====== DOCUMENT

Object can be bigger than you requested, so this can generate problems
with acquiring offset _after_ this one. For example you request 4K,
gem object will be 64K, then you'll call allocator with 4K. So next
allocation will overlap your gem object as allocator doesn't know 
it is 64K so it will return offset which is 4K offset within your gem
object.


> +
> +	switch(mode) {
> +		case SYS_TO_SYS: /* copy from smem to smem */
> +			src_mem_type = MEM_TYPE_SYS;
> +			dst_mem_type = MEM_TYPE_SYS;
> +			src_compression = 0;
> +			dst_compression = 0;
> +			resolve = 0;
> +		case SYS_TO_LOCAL: /* copy from smem to lmem */
> +			src_mem_type = MEM_TYPE_SYS;
> +			dst_mem_type = MEM_TYPE_LOCAL;
> +			src_compression = 0;
> +			dst_compression = enable_compression ? (COMPRESSION_ENABLE | AUX_CCS_E) : 0;
> +			resolve = 0;
> +		case LOCAL_TO_SYS: /* copy from lmem to smem */
> +			src_mem_type = MEM_TYPE_LOCAL;
> +			dst_mem_type = MEM_TYPE_SYS;
> +			src_compression = enable_compression ? (COMPRESSION_ENABLE | AUX_CCS_E) : 0;
> +			dst_compression = 0;
> +			resolve = 0;
> +		case LOCAL_TO_LOCAL: /* in-place decompress */

Why we don't support local to local keeping source too?  I would add
LOCAL_TO_LOCAL_INPLACE to distint this case, keeping LOCAL_TO_LOCAL for
normal copy with keeping the source intact.

> +			src_mem_type = MEM_TYPE_LOCAL;
> +			dst_mem_type = MEM_TYPE_LOCAL;
> +			src_compression = enable_compression ? (COMPRESSION_ENABLE | AUX_CCS_E) : 0;
> +			dst_compression = enable_compression ? (COMPRESSION_ENABLE | AUX_CCS_E) : 0;
> +			resolve = FULL_RESOLVE;
> +	}
> +
> +	offset_src = get_offset(ahnd, src, length, 0);
> +	offset_dst = get_offset(ahnd, dst, length, 0);
> +	offset_bb = get_offset(ahnd, cmd, BATCH_SIZE, 0);
> +
> +	/* construct the batch buffer */
> +	memset(reloc, 0, sizeof(reloc));
> +	memset(batch_buf, 0, BATCH_SIZE);
> +	len = make_block_copy_batch(fd, batch_buf,
> +				    src, dst, length, reloc,
> +				    offset_src, offset_dst,
> +				    src_mem_type, dst_mem_type,
> +				    src_compression, dst_compression,
> +				    resolve);
> +	igt_assert(len > 0);
> +
> +	/* write batch buffer to 'cmd' BO */
> +	gem_write(fd, cmd, 0, batch_buf, len);
> +
> +	/* Execute the batch buffer */
> +	memset(exec, 0, sizeof(exec));
> +	if (mode == LOCAL_TO_LOCAL) {

if (mode == LOCAL_TO_LOCAL_INPLACE)

============
====== DATA SECTION

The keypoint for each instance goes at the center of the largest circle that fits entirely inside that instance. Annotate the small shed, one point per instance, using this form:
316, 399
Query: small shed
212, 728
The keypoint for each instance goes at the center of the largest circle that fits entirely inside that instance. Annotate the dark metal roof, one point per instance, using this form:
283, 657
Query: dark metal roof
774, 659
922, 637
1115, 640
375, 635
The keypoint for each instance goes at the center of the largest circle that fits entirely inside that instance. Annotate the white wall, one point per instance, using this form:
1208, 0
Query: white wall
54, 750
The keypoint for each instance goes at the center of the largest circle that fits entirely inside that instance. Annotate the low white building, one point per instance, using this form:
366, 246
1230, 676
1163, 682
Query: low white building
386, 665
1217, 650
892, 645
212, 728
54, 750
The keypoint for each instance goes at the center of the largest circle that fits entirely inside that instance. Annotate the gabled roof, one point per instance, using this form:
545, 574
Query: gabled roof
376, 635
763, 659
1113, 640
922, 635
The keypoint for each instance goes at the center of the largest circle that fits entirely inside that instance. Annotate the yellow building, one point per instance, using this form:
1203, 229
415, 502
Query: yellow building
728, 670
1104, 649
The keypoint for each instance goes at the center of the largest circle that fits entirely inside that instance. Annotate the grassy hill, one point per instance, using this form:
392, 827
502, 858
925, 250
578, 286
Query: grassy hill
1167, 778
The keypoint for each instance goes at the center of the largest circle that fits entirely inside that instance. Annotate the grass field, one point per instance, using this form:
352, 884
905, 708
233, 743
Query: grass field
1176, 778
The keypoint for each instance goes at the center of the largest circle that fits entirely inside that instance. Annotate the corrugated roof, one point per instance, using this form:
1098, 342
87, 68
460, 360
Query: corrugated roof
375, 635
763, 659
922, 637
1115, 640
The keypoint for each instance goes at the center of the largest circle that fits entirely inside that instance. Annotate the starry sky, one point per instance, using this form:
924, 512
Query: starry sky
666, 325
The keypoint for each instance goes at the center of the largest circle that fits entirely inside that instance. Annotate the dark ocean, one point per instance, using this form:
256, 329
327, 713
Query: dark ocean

============

§ **WHAT IS BEING ASKED**:
Extend the code review of the block-copy patch, starting right after its final line.

§ **ANSWER TO THIS TASK**:
would cover inplace and LOCAL_TO_LOCAL normal copy.

> +		exec[0].handle = dst;
> +		exec[1].handle = cmd;
> +		exec[1].relocation_count = !ahnd ? 4 : 0;
> +		exec[1].relocs_ptr = to_user_pointer(reloc);
> +		if (ahnd) {
> +			exec[0].offset = offset_src;
> +			exec[0].flags |= EXEC_OBJECT_PINNED | EXEC_OBJECT_WRITE;
> +			exec[1].offset = offset_dst;
> +			exec[1].flags |= EXEC_OBJECT_PINNED;
> +		}
> +	} else {
> +		exec[0].handle = src;
> +		exec[1].handle = dst;
> +		exec[2].handle = cmd;
> +		exec[2].relocation_count = !ahnd ? 4 : 0;
> +		exec[2].relocs_ptr = to_user_pointer(reloc);
> +		if (ahnd) {
> +			exec[0].offset = offset_src;
> +			exec[0].flags |= EXEC_OBJECT_PINNED;
> +			exec[1].offset = offset_dst;
> +			exec[1].flags |= EXEC_OBJECT_PINNED | EXEC_OBJECT_WRITE;
> +			exec[2].offset = offset_bb;
> +			exec[2].flags |= EXEC_OBJECT_PINNED;
> +		}
> +	}
> +
> +	memset(&execbuf, 0, sizeof(execbuf));
> +	execbuf.buffers_ptr = to_user_pointer(exec);
> +
> +	if (mode == LOCAL_TO_LOCAL)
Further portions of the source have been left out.